TASK A — From the article below on Washington's ban on high-capacity magazines, list every person it names.

DOCUMENT SECTION —
Firearm magazines that hold more than 10 rounds will remain outlawed under a 2022 law that a gun shop challenged as unconstitutional.

The Washington Supreme Court on Thursday upheld the state’s ban on the sale of gun ammunition magazines that hold more than 10 rounds.

The law, passed in 2022, faced a challenge from a Kelso gun shop that argued the ban on selling the magazines violates the state constitution, which protects “the right of the individual citizen to bear arms in defense of himself, or the state.”

Gator’s Custom Guns also said the law ran afoul of the Second Amendment of the U.S. Constitution.

In a 7-2 ruling, state Supreme Court justices disagreed.

They ruled that high-capacity magazines aren’t “arms,” but just a component of a gun, and are not generally used for self-defense. The ruling tracked with arguments attorneys for the state made before the court in January.

“By restricting only magazines of a capacity greater than 10, the statute effectively regulates the maximum capacity of magazines, leaving the weapon fully functional for its intended purpose,” Justice Charles Johnson wrote in Thursday’s opinion. “Indeed, we can safely say that individuals are still able to exercise the core right to bear arms when they are limited to purchasing magazines with a capacity of 10 or fewer.”

Justices Sheryl Gordon McCloud and G. Helen Whitener dissented.

Attorneys for Gator’s Custom Guns, including former Republican attorney general candidate Pete Serrano, had argued that the popularity of high-capacity magazines inherently proved they abide by a U.S. Supreme Court ruling protecting firearms that are “in common use” and are “typically possessed by law-abiding citizens for lawful purposes.”

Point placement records

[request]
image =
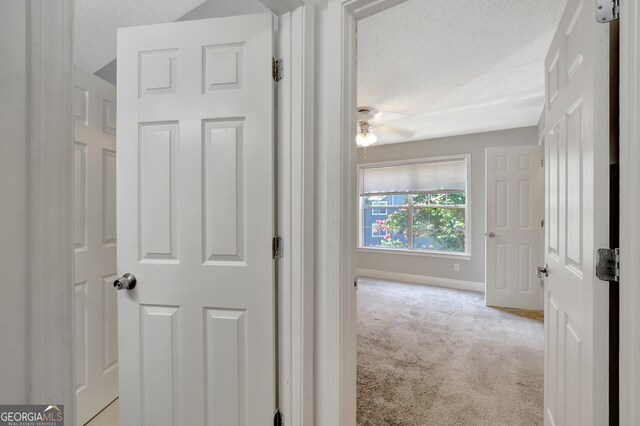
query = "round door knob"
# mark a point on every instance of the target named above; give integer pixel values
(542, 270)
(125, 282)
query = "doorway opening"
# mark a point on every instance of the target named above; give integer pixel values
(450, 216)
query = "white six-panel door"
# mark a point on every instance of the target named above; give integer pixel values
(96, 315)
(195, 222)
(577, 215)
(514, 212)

* * *

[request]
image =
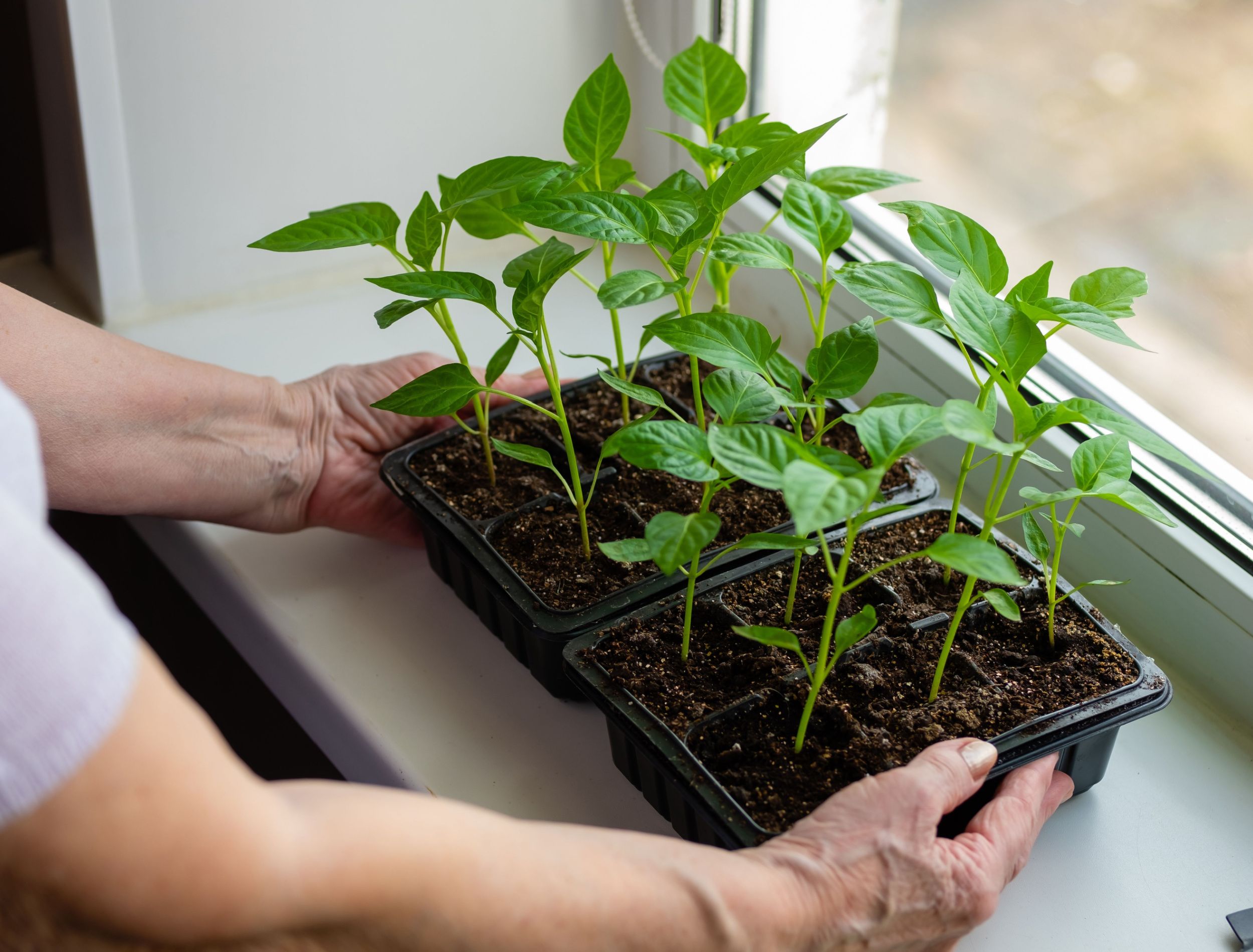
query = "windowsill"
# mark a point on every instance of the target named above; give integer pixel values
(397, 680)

* * *

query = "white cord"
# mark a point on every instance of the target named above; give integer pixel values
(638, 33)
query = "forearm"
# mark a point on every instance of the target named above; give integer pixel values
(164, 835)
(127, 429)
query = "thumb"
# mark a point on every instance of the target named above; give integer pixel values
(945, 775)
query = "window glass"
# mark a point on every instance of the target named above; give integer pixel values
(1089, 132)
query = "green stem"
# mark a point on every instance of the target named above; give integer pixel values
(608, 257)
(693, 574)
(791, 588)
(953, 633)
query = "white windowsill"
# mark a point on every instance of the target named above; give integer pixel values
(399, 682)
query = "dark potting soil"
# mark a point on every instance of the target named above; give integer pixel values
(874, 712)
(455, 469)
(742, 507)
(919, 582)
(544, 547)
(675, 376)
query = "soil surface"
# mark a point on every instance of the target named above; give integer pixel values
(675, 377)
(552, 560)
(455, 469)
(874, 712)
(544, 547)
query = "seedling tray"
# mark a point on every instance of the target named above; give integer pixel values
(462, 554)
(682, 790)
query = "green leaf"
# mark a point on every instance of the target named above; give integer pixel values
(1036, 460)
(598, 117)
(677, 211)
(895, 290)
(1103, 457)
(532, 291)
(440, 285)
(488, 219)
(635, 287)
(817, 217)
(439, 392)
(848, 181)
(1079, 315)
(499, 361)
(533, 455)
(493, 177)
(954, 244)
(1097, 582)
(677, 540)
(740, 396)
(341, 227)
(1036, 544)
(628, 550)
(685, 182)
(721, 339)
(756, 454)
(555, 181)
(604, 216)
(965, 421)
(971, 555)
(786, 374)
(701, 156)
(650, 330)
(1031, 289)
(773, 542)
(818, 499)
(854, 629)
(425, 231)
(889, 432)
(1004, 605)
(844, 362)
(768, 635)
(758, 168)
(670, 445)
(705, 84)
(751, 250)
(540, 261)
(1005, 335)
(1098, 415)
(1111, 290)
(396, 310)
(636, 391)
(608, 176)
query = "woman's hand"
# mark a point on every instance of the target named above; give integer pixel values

TASK B — Report how many lines of the rows contain the string "windowsill", counting case.

EXERCISE SOLUTION A —
Charles Johnson
Sheryl Gordon McCloud
G. Helen Whitener
Pete Serrano

EXERCISE SOLUTION B — 2